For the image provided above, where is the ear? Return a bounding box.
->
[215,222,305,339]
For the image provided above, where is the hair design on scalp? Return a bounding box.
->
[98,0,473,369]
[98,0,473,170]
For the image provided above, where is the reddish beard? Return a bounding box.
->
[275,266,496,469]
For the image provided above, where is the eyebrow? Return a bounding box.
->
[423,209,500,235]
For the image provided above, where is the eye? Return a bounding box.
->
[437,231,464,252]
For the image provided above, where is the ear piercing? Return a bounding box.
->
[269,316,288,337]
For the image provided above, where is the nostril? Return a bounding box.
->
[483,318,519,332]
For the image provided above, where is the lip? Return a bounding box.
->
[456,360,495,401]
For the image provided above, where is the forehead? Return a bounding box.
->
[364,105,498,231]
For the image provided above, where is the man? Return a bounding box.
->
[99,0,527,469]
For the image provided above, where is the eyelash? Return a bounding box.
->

________________________

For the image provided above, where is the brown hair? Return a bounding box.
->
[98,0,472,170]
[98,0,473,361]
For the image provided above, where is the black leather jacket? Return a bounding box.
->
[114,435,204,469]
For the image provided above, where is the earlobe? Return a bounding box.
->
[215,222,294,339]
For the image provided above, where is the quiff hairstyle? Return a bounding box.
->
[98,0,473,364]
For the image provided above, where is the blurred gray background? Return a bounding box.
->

________________________

Put the lines of the listing between the line holding "For the image provided above, where is the reddish" and the line holding "[483,318,519,332]", inclusive, into a JSON list of strings with one string per line, leaving out blank lines.

[
  "For the image provided above, where is the reddish beard? Return a bounding box.",
  "->",
  "[275,266,496,469]",
  "For the image provided above, where is the eyebrow? Return a bounding box.",
  "->",
  "[423,209,500,235]",
  "For the image provided above, where is the eye? Return a bounding box.",
  "->",
  "[437,231,464,252]",
  "For the image provided above, where is the ear piercing? Return a bounding box.",
  "->",
  "[269,316,288,337]",
  "For the image provided above, where is the nostril? Return a bounding box.",
  "->",
  "[483,318,519,332]"
]